Objective: Which of the lines below contain the word "point"? Pick out each one and copy it in full.

Data shown:

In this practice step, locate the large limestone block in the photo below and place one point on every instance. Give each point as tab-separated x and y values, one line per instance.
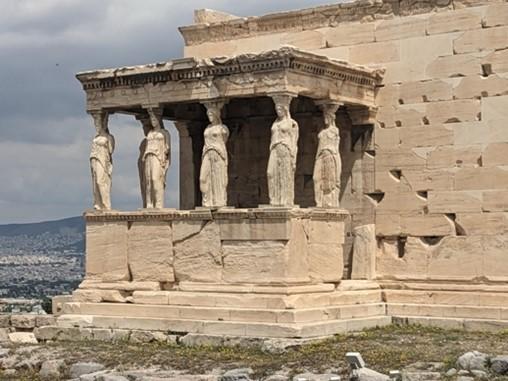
426	180
255	229
481	178
483	39
495	265
364	252
463	110
388	95
106	251
414	180
496	15
326	262
150	251
255	262
401	28
307	40
495	154
495	201
454	21
375	53
425	136
387	138
278	261
454	66
495	108
484	223
445	157
416	55
498	61
470	134
387	225
426	225
456	258
425	91
398	260
321	231
404	202
476	87
398	159
197	251
210	49
405	115
349	34
454	202
497	131
338	53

Answer to the exercise:
In this practice step, locate the large limestone block in the photo below and place one point on every instance. Give each point as tab-separated x and y values, one line per instance.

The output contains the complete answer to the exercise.